## Stated goal
Repeat the items from the line that has "man in orange" through the line that has "[[629, 48]]", requests included. Shift every coordinate in the answers by adding 49 to it.

(Dataset excerpt)
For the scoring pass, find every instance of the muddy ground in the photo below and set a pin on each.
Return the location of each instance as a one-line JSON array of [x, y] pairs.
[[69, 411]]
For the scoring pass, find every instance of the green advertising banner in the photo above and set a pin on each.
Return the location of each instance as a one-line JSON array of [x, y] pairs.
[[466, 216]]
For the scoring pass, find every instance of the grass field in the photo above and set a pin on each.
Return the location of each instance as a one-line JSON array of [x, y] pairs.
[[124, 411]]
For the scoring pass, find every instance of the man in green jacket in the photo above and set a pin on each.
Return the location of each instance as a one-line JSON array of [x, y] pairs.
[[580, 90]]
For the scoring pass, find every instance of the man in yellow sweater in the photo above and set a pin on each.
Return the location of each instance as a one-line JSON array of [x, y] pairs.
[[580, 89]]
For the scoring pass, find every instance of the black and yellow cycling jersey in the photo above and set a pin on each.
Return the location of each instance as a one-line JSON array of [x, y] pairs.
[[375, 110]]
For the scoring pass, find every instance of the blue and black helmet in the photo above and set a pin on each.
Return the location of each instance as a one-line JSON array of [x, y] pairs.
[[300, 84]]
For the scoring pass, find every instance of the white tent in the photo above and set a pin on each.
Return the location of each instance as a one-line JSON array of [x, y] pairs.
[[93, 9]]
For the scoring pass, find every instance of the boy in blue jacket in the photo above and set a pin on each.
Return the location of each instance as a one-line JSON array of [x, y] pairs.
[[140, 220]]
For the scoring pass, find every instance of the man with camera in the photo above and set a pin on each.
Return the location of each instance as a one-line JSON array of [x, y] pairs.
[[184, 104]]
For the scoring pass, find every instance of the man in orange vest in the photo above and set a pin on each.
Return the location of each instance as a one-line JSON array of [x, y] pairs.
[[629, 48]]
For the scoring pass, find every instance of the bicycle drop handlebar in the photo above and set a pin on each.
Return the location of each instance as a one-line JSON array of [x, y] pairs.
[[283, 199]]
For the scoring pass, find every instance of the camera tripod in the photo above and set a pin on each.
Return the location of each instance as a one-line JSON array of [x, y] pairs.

## Response to this exercise
For the scoring pass, find every instance of the man in orange vest in the photo above and set a pin on each.
Return the location of each instance as a one-line JSON array of [x, y] pairs.
[[678, 97]]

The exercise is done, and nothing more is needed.